● **QUOTED PASSAGE**
Collecting information for a healthier America

News & Publications

September 10, 2021

We have completed data collection for our first national sample replicate, and we are starting to produce estimates that paint a picture of the family planning and fertility behaviors of Americans during the COVID-19 pandemic. The AFHS team recently had an abstract accepted to the upcoming Pandemic Babies conference in Berlin, Germany in December, where we will be discussing the interesting finding based on analyses of data from the AFHS, the NSFG, and the PSID that pregnancies and childbirth have continued to trend downward in the U.S. among individuals 18-28 years old during the pandemic. We also find that predictors of fertility behavior and pregnancy status have generally remained robust during the pandemic, which means that changes in these predictors due to the pandemic could be impacting fertility outcomes. Finally, we note that differences between subgroups defined by race/ethnicity in these outcomes have changed somewhat during the pandemic, possibly indicating different effects of the pandemic on these different subgroups. The AFHS team will also be presenting methodological findings from our first national sample replicate at the upcoming MAPOR annual conference in November.

Our second national replicate will be released soon: stay tuned, because you might be selected!

February 26, 2021

We are approaching 1,000 AFHS respondents in our first sample replicate! Thank you again to all of our study participants thus far. Your survey responses have been invaluable, and they will soon be used to paint an important picture of where the U.S. population stands in terms of the various questions that you answered. As always, please email afhs-info@umich.edu if you have any questions about study participation.

We have another new article that has been accepted in Field Methods that discusses the best methods for measuring sexual identity in national surveys like AFHS, and this study actually informed the types of questions that were asked in our survey. Stay tuned for this article, which demonstrates that forcing people to choose from a small number of response options in questions about sexual identity can have a negative effect on estimated associations between sexual identity and substance use behaviors.

January 6, 2021

Our first paper, evaluating a pilot study of the web-based contraceptive use history calendar in the AFHS, has been accepted for publication in Field Methods! You can find the in-press version of the accepted paper here. We hope that our participants are continuing to find this data collection tool easy to use. Data collection continues for the first sample replicate of AFHS.

November 4, 2020

Many thanks to all of our study participants thus far! We are truly grateful for all of our respondents, especially given our difficult situation with the COVID-19 pandemic. Please email afhs-info@umich.edu if any issues arise.

The AFHS study team will presenting a talk at the upcoming virtual annual conference of the Midwest Association for Public Opinion Research, where we will be discussing the use of the event history calendar in the web version of the AFHS survey that is used to measure contraceptive use behaviors in the past 24 months. We hope that our respondents have found this calendar easy to use!

March 12, 2020

In light of the COVID-19 outbreak, we wanted to clarify for our participants and respondents that AFHS support staff may not be able to answer phone calls on certain days. A recording on the phone will provide additional information if staff are unavailable. Contacting us via email (afhs-info@umich.edu) with questions should result in a quicker response, but responses may still be delayed depending on the work schedules and availability of our staff. This is clearly a fluid situation, and we will continue to post updates. Please stay safe and practice healthy behaviors.

September 17th, 2019

Researchers recently analyzed data from the National Survey of Family Growth, and unfortunately found that for 1 in 16 women in the U.S., their first experience with sexual intercourse was rape. Here is the story about this important public health problem that made national news.

Here is a recent report about the age of onset of sexual activity among boys living in metropolitan areas that uses data from the National Survey of Family Growth.

AFHS research team members Axinn and West recently published a new article in Social Science Research comparing the lifetime prevalence of forced intercourse between persons with a college education and persons without.

● **EXERCISE DESCRIPTION**
From the AFHS news updates, return word for word the part that opens with the words containing "Here is a recent" and closes with "of Family Growth.".

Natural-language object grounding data
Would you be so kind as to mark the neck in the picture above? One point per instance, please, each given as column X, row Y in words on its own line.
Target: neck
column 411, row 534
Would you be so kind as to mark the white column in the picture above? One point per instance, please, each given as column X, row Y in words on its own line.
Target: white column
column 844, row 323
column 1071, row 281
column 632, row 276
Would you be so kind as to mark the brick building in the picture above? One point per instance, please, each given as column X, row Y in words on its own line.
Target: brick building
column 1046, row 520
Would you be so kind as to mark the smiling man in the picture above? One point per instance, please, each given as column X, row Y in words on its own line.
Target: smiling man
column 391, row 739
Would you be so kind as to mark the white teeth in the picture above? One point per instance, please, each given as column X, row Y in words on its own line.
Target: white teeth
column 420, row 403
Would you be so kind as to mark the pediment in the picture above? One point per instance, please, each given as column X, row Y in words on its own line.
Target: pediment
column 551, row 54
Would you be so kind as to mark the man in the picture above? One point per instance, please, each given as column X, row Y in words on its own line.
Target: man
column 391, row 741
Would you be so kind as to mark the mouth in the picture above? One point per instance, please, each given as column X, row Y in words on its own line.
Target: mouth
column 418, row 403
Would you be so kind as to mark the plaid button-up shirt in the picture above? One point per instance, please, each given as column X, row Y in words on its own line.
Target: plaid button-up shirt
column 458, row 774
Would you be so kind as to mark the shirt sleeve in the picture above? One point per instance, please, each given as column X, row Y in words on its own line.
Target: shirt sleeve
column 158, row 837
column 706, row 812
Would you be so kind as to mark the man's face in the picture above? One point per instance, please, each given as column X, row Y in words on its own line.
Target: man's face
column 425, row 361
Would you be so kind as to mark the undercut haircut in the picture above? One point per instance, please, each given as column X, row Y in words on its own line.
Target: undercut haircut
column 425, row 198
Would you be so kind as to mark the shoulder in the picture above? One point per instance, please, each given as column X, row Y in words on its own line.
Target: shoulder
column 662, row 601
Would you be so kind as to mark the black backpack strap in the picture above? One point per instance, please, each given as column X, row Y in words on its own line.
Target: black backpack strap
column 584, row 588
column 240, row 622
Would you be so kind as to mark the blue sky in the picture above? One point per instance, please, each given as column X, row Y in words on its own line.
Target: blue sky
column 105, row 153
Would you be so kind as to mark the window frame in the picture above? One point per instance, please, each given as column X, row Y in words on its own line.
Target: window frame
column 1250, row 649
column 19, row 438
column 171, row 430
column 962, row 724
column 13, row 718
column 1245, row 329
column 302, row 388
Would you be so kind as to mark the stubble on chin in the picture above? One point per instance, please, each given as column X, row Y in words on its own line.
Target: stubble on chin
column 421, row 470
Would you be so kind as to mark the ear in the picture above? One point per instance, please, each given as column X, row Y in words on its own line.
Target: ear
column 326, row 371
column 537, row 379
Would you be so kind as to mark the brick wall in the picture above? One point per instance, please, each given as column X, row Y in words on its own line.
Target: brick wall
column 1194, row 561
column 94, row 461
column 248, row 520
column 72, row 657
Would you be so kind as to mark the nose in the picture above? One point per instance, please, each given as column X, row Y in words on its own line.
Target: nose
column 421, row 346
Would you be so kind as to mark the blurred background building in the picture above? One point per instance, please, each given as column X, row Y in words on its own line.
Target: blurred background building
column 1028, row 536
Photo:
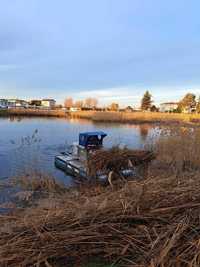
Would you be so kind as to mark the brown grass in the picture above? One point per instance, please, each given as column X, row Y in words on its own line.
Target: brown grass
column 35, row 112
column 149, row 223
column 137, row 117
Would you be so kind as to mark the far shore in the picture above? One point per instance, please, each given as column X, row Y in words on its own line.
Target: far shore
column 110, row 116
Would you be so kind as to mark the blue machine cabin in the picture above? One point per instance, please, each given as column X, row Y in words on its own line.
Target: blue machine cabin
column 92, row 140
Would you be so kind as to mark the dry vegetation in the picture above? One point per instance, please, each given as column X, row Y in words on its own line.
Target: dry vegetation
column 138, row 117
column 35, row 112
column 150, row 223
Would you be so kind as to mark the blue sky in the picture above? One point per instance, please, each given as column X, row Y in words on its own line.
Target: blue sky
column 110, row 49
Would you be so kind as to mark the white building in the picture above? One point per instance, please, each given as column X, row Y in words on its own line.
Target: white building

● **RESULT**
Here is a recent report about the age of onset of sexual activity among boys living in metropolitan areas that uses data from the National Survey of Family Growth.